Logically it added up. Families locked down for weeks and in some instances months during the pandemic. There’s only so much to do at home and by sheer proximity, the odds of spending more time enjoying each other’s company naturally fit the notion of a new baby boom. Adding to the logic is the recent trend of couples waiting longer to start families due to career interests. With those career interests on hold, and in many cases ended with now previous employers, a focus on family also made sense. But just as it takes two to tango, it takes more than logic and opportunity alone to produce a baby. Turns out that rather than a baby boom, we’re having a baby bust.
Now four-plus months into the pandemic, we have the pregnancy information in hand to see what has and more often than not, hasn’t happened during the pandemic. It turns out the longer-term trends of young families prioritizing financial security prior to starting a family is only exacerbated by the economic challenges presented by the pandemic. Unless many pregnant women simply are avoiding medical care altogether, there are fewer pregnancies being reported right now than at any other time on record since World War II.

#### Data:
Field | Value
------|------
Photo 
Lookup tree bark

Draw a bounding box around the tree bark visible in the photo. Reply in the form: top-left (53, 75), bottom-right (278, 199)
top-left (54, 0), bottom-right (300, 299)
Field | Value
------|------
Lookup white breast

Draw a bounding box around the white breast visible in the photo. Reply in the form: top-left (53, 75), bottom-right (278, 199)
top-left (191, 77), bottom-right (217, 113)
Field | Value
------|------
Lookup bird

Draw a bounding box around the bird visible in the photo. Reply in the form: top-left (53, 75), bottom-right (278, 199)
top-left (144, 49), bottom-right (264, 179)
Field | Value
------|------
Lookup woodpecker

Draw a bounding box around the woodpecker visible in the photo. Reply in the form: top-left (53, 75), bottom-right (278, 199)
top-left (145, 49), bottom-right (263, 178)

#### Assigned task 1:
From the passage on the pandemic baby bust, reproduce the part that opens with the words containing "Now four-plus months" and closes with "World War II.".
#### Assigned task 2:
List each reason the first paragraph of the passage on the pandemic baby bust gives for why a new baby boom seemed logical.
#### Assigned task 3:
Write what comes next in the passage on the pandemic baby bust, picking up after its final sentence.

#### Task result 1:
Now four-plus months into the pandemic, we have the pregnancy information in hand to see what has and more often than not, hasn’t happened during the pandemic. It turns out the longer-term trends of young families prioritizing financial security prior to starting a family is only exacerbated by the economic challenges presented by the pandemic. Unless many pregnant women simply are avoiding medical care altogether, there are fewer pregnancies being reported right now than at any other time on record since World War II.

#### Task result 2:
- Families were locked down at home for weeks, and in some instances months.
- There is only so much to do at home, and sheer proximity made it likely that people would spend more time enjoying each other's company.
- Couples had been waiting longer to start families because of career interests.
- With those career interests on hold, and in many cases ended with now previous employers, a focus on family also made sense.

#### Task result 3:
Current estimates by the Brookings Institute show the pandemic has actually led to 400,000 fewer pregnancies than would have happened otherwise. That’s an average of around 100,000 fewer pregnancies per month while the pandemic plays out. So much for a baby boom. Given the shift in family priorities towards career stability and financial security, it appears a good economy is the best way to make more babies. In other words, an economic boom is our best chance for a baby boom.